## Aim of the exercise
Copy out the records word for word, starting at the line that contains "Pick out the team" and ending with the last line of the records.

-------- Provided records --------

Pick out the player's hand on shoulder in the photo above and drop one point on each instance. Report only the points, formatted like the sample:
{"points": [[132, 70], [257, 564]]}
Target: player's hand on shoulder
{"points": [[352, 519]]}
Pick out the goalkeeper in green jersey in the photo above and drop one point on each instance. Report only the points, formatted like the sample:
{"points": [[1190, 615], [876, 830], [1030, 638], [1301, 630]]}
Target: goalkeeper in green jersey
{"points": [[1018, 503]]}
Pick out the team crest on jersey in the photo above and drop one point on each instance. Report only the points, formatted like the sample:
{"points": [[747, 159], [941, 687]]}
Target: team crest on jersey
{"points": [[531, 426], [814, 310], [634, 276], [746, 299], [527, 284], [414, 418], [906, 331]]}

--------

## Result
Pick out the team crest on jersey in the photo above and drop one point on each instance. Report only the points, formatted like the sample:
{"points": [[747, 159], [941, 687]]}
Target: team crest on jersey
{"points": [[531, 426], [814, 310], [634, 276], [746, 299], [527, 284], [414, 418], [906, 331]]}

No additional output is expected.